Engines and agents reward the same fundamentals: fast, clear, consistent, and trustworthy pages. The inverse is also true: when pages load fast and structure is honest, extraction is reliable, and UX improves. That reduces bounce and lifts conversion.
So let’s skip the hype and fix the base layer. This isn’t “SEO busywork”. This is the non-negotiable foundation.
The 12-Part base layer playbook
We’ve built a 12-part playbook to fix it. Each section explains the principle and, more importantly, how Siteimprove operationalizes it so your fixes actually stick.
1. What is a clean HTML hierarchy?
Clean, predictable HTML is the scaffolding every engine and every person relies on.
You must lead with a single, descriptive <h1> that states the page topic. Step down through headings in order (<h2>–<h6>) to express sections, never skipping levels or leaving headings empty. Write link text that names the destination (not “click here”) and avoid placeholder links like href="#".
The result is machine-readable, accessible content that screen readers can navigate and agents can extract confidently—improving snippets, comprehension, and maintainability in one move.

* Raw data
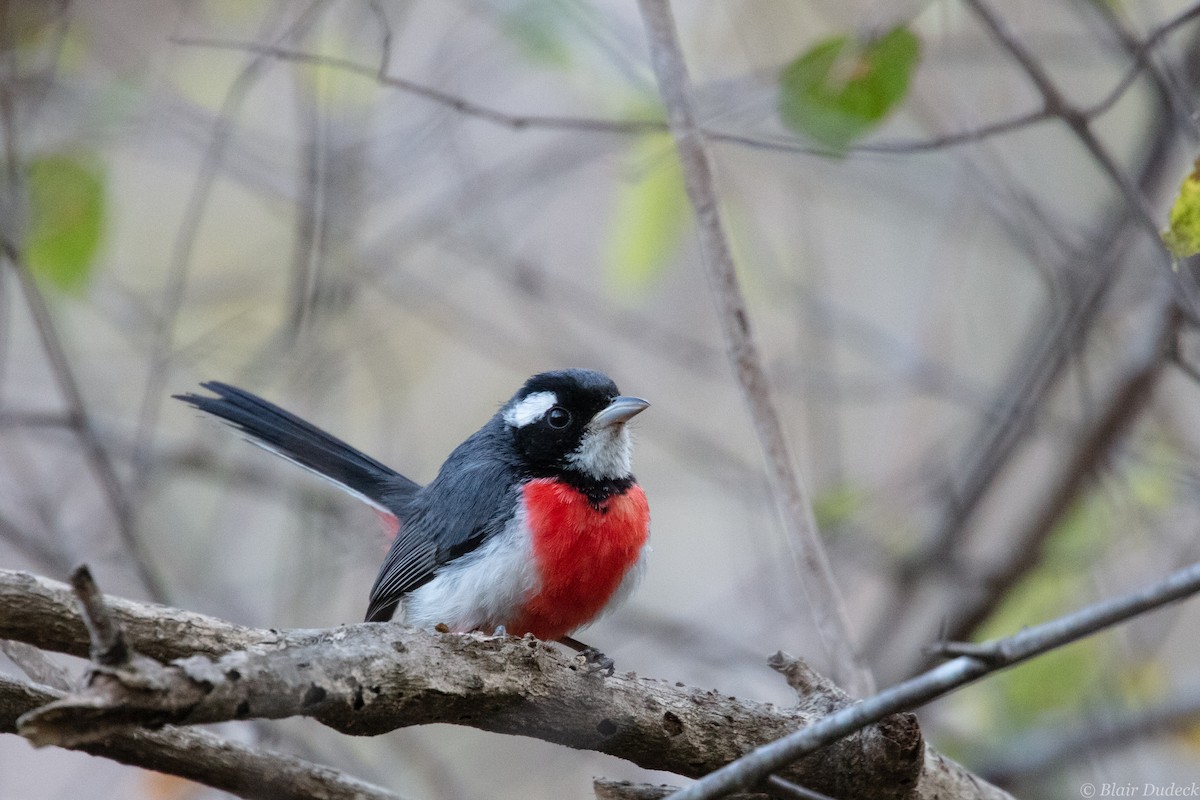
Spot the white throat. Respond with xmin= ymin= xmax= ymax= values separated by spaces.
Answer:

* Written exercise 1
In the playbook excerpt, what should link text name instead of saying "click here"?
* Written exercise 2
Retype the playbook excerpt word for word, beginning at "Engines and agents" and stopping after "fixes actually stick.".

* Task result 1
The destination.

* Task result 2
Engines and agents reward the same fundamentals: fast, clear, consistent, and trustworthy pages. The inverse is also true: when pages load fast and structure is honest, extraction is reliable, and UX improves. That reduces bounce and lifts conversion.
So let’s skip the hype and fix the base layer. This isn’t “SEO busywork”. This is the non-negotiable foundation.
The 12-Part base layer playbook
We’ve built a 12-part playbook to fix it. Each section explains the principle and, more importantly, how Siteimprove operationalizes it so your fixes actually stick.